RECORDS FOR THE EXERCISE
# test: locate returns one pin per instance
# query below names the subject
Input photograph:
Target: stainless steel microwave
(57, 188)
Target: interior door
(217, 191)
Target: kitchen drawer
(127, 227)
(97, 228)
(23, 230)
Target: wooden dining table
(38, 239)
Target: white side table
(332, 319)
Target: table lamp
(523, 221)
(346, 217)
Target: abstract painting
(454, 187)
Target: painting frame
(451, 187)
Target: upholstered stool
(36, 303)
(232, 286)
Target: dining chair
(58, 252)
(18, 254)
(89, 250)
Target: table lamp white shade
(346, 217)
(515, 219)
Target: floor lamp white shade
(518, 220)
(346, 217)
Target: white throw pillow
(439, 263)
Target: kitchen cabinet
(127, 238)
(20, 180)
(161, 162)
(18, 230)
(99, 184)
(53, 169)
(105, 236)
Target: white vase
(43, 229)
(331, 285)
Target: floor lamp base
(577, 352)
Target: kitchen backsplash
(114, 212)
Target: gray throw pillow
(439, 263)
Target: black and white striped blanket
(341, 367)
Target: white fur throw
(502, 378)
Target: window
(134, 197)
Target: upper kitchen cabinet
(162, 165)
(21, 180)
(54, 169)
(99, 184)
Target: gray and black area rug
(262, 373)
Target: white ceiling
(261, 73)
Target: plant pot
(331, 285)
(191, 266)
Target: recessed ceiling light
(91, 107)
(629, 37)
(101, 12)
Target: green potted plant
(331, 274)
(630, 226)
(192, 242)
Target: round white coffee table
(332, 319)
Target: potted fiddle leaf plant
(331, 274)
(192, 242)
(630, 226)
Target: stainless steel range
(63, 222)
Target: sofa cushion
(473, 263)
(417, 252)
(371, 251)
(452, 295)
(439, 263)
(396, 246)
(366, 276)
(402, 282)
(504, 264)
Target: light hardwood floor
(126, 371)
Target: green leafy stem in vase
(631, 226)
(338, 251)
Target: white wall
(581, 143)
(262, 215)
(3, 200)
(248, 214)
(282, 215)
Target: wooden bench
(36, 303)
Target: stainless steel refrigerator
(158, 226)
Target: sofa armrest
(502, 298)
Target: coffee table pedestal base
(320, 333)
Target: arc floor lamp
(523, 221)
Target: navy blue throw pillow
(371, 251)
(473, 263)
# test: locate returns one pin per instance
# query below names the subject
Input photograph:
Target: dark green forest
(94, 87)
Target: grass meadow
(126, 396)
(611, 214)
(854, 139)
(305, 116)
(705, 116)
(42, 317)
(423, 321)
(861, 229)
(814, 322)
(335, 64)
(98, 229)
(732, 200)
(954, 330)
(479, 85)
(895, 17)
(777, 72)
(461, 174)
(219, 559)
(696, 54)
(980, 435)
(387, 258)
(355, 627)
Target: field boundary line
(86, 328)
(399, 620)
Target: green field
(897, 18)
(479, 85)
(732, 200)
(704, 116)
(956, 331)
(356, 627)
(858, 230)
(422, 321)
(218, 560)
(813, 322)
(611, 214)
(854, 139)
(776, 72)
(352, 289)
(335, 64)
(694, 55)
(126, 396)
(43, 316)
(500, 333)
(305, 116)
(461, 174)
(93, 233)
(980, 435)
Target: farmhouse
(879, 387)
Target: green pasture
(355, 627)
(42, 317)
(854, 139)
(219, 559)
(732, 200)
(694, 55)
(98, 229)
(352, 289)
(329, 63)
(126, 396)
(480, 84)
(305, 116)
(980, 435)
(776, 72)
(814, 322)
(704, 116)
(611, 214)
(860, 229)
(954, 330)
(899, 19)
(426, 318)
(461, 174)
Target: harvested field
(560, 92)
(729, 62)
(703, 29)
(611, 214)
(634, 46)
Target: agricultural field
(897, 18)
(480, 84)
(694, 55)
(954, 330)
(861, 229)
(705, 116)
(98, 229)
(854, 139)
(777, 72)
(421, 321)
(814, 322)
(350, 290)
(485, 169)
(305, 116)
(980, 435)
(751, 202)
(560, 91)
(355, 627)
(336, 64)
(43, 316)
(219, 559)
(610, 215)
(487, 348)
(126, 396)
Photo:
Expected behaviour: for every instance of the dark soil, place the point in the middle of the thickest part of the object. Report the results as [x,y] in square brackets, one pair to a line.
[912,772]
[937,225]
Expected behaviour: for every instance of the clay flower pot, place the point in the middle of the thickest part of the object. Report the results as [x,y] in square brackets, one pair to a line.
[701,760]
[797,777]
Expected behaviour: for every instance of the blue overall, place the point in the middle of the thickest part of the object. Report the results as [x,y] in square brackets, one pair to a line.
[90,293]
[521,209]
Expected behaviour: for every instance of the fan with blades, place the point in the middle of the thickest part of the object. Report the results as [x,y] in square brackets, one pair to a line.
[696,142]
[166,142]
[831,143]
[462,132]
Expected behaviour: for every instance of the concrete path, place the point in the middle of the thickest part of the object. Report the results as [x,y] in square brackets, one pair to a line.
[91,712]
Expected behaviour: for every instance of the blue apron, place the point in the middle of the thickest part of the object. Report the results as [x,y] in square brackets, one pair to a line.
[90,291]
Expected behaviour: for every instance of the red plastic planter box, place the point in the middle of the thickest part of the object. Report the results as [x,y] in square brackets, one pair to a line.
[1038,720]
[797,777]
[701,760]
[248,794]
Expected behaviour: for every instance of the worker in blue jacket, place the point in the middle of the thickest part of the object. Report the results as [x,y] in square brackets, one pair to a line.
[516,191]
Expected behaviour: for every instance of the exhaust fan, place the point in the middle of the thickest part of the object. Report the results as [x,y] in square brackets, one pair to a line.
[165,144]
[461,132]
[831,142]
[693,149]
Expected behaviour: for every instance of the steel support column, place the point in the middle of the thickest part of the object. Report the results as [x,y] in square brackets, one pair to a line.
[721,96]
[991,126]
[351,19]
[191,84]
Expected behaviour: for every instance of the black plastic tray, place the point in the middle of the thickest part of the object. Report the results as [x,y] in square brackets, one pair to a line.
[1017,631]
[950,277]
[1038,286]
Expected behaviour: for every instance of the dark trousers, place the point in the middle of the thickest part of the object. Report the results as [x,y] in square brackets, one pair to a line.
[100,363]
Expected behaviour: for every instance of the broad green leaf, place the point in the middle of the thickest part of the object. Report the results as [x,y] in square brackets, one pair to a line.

TASK GOAL
All of the material above should be repeated word for word.

ANSWER FOR THE TASK
# test: locate returns one pin per instance
# query below names the subject
Input photograph:
Target: stainless steel microwave
(57, 188)
Target: interior door
(217, 191)
Target: kitchen drawer
(127, 227)
(97, 228)
(23, 230)
Target: wooden dining table
(38, 239)
Target: white side table
(332, 319)
Target: table lamp
(523, 221)
(346, 217)
Target: abstract painting
(454, 187)
Target: painting frame
(451, 187)
Target: upholstered stool
(36, 303)
(232, 286)
Target: dining chair
(58, 252)
(18, 254)
(89, 250)
Target: table lamp white shade
(346, 217)
(515, 219)
Target: floor lamp white shade
(518, 220)
(346, 217)
Target: white throw pillow
(439, 263)
Target: kitchen cabinet
(127, 238)
(20, 180)
(161, 162)
(18, 230)
(99, 184)
(53, 169)
(105, 236)
Target: white vase
(43, 229)
(331, 285)
Target: floor lamp base
(577, 352)
Target: kitchen backsplash
(114, 212)
Target: gray throw pillow
(439, 263)
Target: black and white striped blanket
(341, 367)
Target: white fur throw
(502, 378)
Target: window
(134, 197)
Target: upper kitchen cabinet
(162, 165)
(21, 180)
(54, 169)
(99, 184)
Target: gray and black area rug
(262, 373)
Target: white ceiling
(261, 73)
Target: plant pot
(331, 285)
(191, 266)
Target: recessed ceiling light
(91, 107)
(629, 37)
(101, 12)
Target: green potted plant
(331, 274)
(630, 226)
(192, 242)
Target: round white coffee table
(332, 319)
Target: potted fiddle leaf plant
(331, 274)
(192, 242)
(630, 226)
Target: stainless steel range
(63, 222)
Target: sofa cushion
(473, 263)
(417, 252)
(371, 251)
(452, 295)
(439, 263)
(396, 246)
(366, 276)
(402, 282)
(504, 264)
Target: light hardwood floor
(126, 371)
Target: green leafy stem in vase
(631, 226)
(338, 251)
Target: white wall
(581, 143)
(262, 215)
(3, 200)
(248, 214)
(282, 215)
Target: wooden bench
(36, 303)
Target: stainless steel refrigerator
(158, 226)
Target: sofa armrest
(502, 298)
Target: coffee table pedestal base
(320, 333)
Target: arc floor lamp
(523, 221)
Target: navy blue throw pillow
(371, 251)
(473, 263)
# test: locate returns one pin per instance
# query below names the subject
Input photograph:
Target: dark green forest
(94, 87)
Target: grass meadow
(126, 396)
(611, 214)
(854, 139)
(305, 116)
(705, 116)
(42, 317)
(423, 321)
(861, 229)
(814, 322)
(335, 64)
(98, 229)
(732, 200)
(954, 330)
(479, 85)
(895, 17)
(777, 72)
(461, 174)
(219, 559)
(696, 54)
(980, 435)
(387, 258)
(355, 627)
Target: field boundary line
(86, 328)
(399, 620)
Target: green field
(897, 18)
(479, 85)
(732, 200)
(704, 116)
(956, 331)
(356, 627)
(858, 230)
(422, 321)
(218, 560)
(813, 322)
(611, 214)
(854, 139)
(776, 72)
(352, 289)
(335, 64)
(694, 55)
(126, 396)
(43, 316)
(500, 333)
(305, 116)
(461, 174)
(93, 233)
(980, 435)
Target: farmhouse
(879, 387)
Target: green pasture
(355, 627)
(42, 317)
(854, 139)
(219, 559)
(732, 200)
(694, 55)
(98, 229)
(352, 289)
(329, 63)
(126, 396)
(480, 84)
(305, 116)
(980, 435)
(776, 72)
(814, 322)
(704, 116)
(611, 214)
(860, 229)
(954, 330)
(899, 19)
(426, 318)
(461, 174)
Target: harvested field
(560, 92)
(729, 62)
(703, 29)
(611, 214)
(634, 46)
Target: agricultural field
(897, 18)
(480, 84)
(694, 55)
(954, 330)
(861, 229)
(705, 116)
(98, 229)
(854, 139)
(777, 72)
(421, 321)
(814, 322)
(350, 290)
(485, 169)
(305, 116)
(980, 435)
(751, 202)
(560, 91)
(355, 627)
(336, 64)
(43, 316)
(219, 559)
(610, 215)
(487, 348)
(126, 396)
Photo:
Expected behaviour: for every instance of the dark soil, place the point in the middle of the thickest part of the object. Report the results as [x,y] in square brackets, one pair to a line.
[912,772]
[937,225]
Expected behaviour: for every instance of the clay flower pot, place the point in the middle of the thickest part of the object. Report the results as [x,y] in square brackets, one pair to a line.
[701,760]
[797,777]
Expected behaviour: for every instance of the blue overall, place the point in the middle of the thickest part of the object. Report the results as [x,y] in square brackets, one pair to a line.
[90,293]
[521,209]
Expected behaviour: for every instance of the fan with blades, place the point in the middle of the thickest part of the object. Report the results as [x,y] in square brackets, one pair to a line.
[696,142]
[166,142]
[831,143]
[462,132]
Expected behaviour: for every instance of the concrete path, place the point in the middle of the thickest part of the object. Report the results as [x,y] in square brackets, one pair to a line.
[91,712]
Expected behaviour: for every instance of the blue apron, place the point in the middle of the thickest part of the object. Report the results as [x,y] in square brackets, one pair to a line.
[90,291]
Expected behaviour: for every instance of the red plastic planter box, place the point in the middle of the thickest part of the object. Report the results as [x,y] in square brackets, one pair to a line.
[1038,720]
[797,777]
[701,760]
[248,794]
Expected behaviour: for every instance of the worker in blue jacket, place the point in the middle of the thickest part of the object. Report the results as [x,y] in square brackets, one pair to a line.
[516,191]
Expected behaviour: for every instance of the exhaust fan, place the point in the middle of the thickest part of the object. Report the results as [x,y] in square brackets, one pair to a line.
[165,144]
[461,132]
[831,142]
[693,149]
Expected behaviour: for every instance of the steel support column, place the point in the middle of the thickest part of the object. Report the results as [x,y] in square brackets, one pair to a line.
[721,96]
[991,126]
[351,19]
[191,84]
Expected behaviour: for every instance of the black plastic tray, place the point in the middle of the thickest part of the object. Report the results as [x,y] in square brackets, one pair to a line.
[1017,631]
[950,277]
[1038,286]
Expected behaviour: for every instance of the dark trousers, place the point in the middle of the thickest part of the object. Report the results as [x,y] in square brackets, one pair to a line.
[100,363]
Expected behaviour: for every instance of the broad green leaf, place the point in the middle of the thickest part of the object. Report the results as [x,y] in square brackets, one pair to a line.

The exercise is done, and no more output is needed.